▸ The task
Word for word, print each line of the listing below; pictures stay out.

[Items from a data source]
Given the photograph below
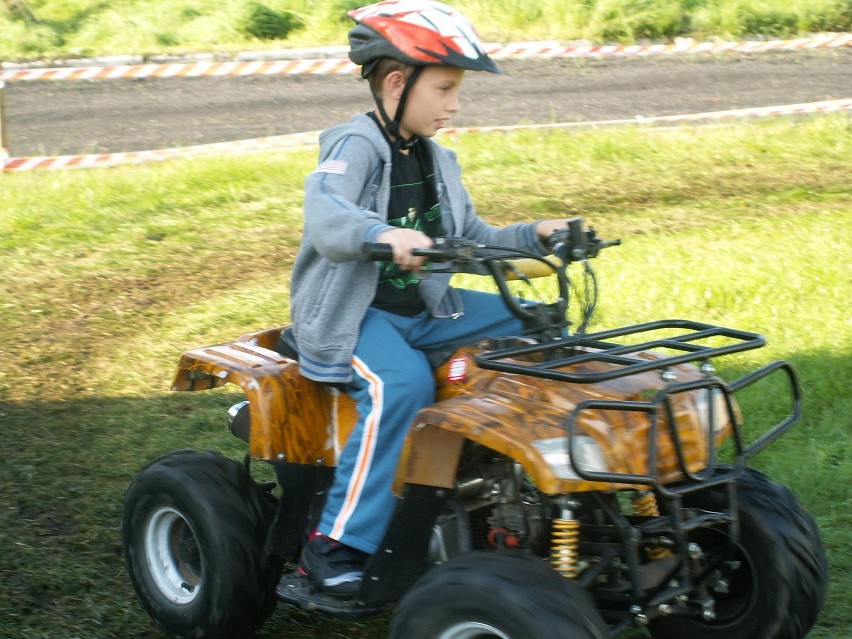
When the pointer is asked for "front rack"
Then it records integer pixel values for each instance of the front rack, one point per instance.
(547, 360)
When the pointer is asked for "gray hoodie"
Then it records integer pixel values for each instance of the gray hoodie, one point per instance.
(346, 201)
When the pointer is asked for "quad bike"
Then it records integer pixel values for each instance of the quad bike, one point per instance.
(562, 485)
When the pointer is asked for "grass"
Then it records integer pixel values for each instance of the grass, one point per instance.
(106, 276)
(62, 28)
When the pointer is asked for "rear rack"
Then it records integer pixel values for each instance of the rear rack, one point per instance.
(578, 350)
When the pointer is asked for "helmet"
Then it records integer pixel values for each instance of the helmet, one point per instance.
(416, 32)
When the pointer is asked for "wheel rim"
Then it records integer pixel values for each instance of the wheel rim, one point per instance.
(472, 630)
(173, 555)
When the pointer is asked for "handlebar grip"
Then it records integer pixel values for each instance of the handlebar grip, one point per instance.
(376, 251)
(531, 268)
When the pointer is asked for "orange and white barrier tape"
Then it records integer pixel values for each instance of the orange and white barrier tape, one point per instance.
(184, 70)
(295, 140)
(523, 50)
(275, 142)
(825, 106)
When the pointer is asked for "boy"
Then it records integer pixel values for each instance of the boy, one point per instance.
(369, 326)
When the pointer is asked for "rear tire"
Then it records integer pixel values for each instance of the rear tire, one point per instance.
(496, 595)
(193, 531)
(778, 591)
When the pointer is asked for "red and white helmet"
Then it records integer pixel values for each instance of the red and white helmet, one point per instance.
(417, 32)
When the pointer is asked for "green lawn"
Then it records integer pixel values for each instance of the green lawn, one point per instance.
(106, 276)
(74, 28)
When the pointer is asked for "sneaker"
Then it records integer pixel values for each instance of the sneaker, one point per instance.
(333, 567)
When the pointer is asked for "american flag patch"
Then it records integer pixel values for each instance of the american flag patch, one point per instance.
(337, 167)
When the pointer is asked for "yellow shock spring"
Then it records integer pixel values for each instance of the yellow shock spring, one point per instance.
(645, 504)
(565, 541)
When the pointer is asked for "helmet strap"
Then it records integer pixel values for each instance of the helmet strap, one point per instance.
(392, 126)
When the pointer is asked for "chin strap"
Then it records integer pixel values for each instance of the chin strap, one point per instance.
(392, 126)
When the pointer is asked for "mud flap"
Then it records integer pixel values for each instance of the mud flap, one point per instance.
(403, 555)
(303, 495)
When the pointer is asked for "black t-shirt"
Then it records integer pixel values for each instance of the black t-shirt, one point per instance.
(413, 204)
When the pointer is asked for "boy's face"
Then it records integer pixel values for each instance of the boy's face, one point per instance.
(432, 101)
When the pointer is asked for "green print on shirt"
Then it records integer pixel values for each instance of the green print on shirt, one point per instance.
(430, 224)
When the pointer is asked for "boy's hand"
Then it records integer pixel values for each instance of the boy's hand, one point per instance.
(402, 242)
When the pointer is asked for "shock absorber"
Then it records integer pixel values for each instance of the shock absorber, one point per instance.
(565, 541)
(645, 505)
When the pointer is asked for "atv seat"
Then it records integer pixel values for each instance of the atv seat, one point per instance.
(286, 344)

▸ Answer to the exercise
Given the photograph below
When the pointer is asked for "front rack"
Then it records integer pixel values for each instance of the front rack, one point per instance.
(547, 360)
When the pointer is asked for "gray hoodie"
Then it records integer pixel values for each instance of the gray hoodie, one point per instance.
(346, 201)
When the pointer is asked for "quad bike"
Then it records integer pixel values for each instance of the quad bike, one point per instance.
(562, 485)
When the pointer is asked for "grass"
Then it records integer pixel values for each instance of the grass, one point per instance.
(106, 276)
(62, 28)
When the pointer is asked for "rear rack"
Then it records integer pixel values for each instance of the rear rack, one point per instance.
(578, 350)
When the pointer is asked for "helmet"
Then it records integer pixel values for each instance of the helmet, one point per instance.
(416, 32)
When the pointer is asked for "wheel rim"
Then it records integer pixel values for each instance of the wheel rim, one point per instance.
(472, 630)
(173, 555)
When the pointer is asked for "handlebar grip"
Then it records integer pixel values for each instance of the handlebar grip, one point per instance.
(376, 251)
(531, 268)
When the pointer is asked for "orange and white barrier tape"
Then it records integer pixel values for each instance of the orange and white barrier tape, one point per instance.
(184, 70)
(295, 140)
(523, 50)
(275, 142)
(825, 106)
When the pointer is asked for "boy"
Then it records integer pixel values for each instance of the boy, one point per instance.
(369, 326)
When the pointer is asked for "rear tire"
Then it records integer pixel values for each instance of the rear tire, one point per instance.
(496, 595)
(193, 531)
(778, 591)
When the pointer is asked for "red and white helmet"
Then it records integer pixel values for each instance of the red and white helmet, one point per instance.
(417, 32)
When the pointer is asked for "green lawn"
Then it records integer pixel values for each instance of the green lawn, one point per instance.
(106, 276)
(74, 28)
When the pointer is asked for "sneaker"
Then it records integer pixel values for each instance of the sneaker, one point per instance.
(333, 567)
When the pointer is asked for "american flag patch"
Then it records integer pixel values for each instance of the american flag patch, one point per instance.
(337, 167)
When the pointer is asked for "yellow shock spring"
Then it records integer pixel values for each instance of the yellow shock spring, one point per instance.
(645, 504)
(565, 541)
When the pointer is asked for "helmet strap"
Then it records integer pixel values for each instance of the helmet strap, one point per instance.
(392, 126)
When the pointer is asked for "chin strap"
Then it records integer pixel values for each instance of the chin strap, one point per instance.
(392, 126)
When the pointer is asked for "mud flap"
Then it records integer pixel values for each instance of the mud flap, one point per instance.
(403, 555)
(303, 495)
When the pointer is asked for "black t-shirt"
Then it records integer pixel values for each instance of the black t-shirt, one point per instance.
(413, 204)
When the pointer is asked for "boy's face"
Then it records integer pixel values for each instance of the boy's face, one point per instance.
(432, 101)
When the pointer is asked for "green print on shirt"
Then it records integer pixel values for each instance of the green print on shirt, one point per instance.
(430, 224)
When the pointer is asked for "boy's hand"
Then it records integer pixel values for each instance of the boy's hand, one point per instance.
(402, 242)
When the pointer is asked for "shock absorber"
Then it records integer pixel values for each instance of the shock absorber, one point per instance.
(565, 541)
(645, 505)
When the pointer is asked for "atv seat"
Then it records integer pixel values for each instance of the atv seat, one point per instance.
(286, 344)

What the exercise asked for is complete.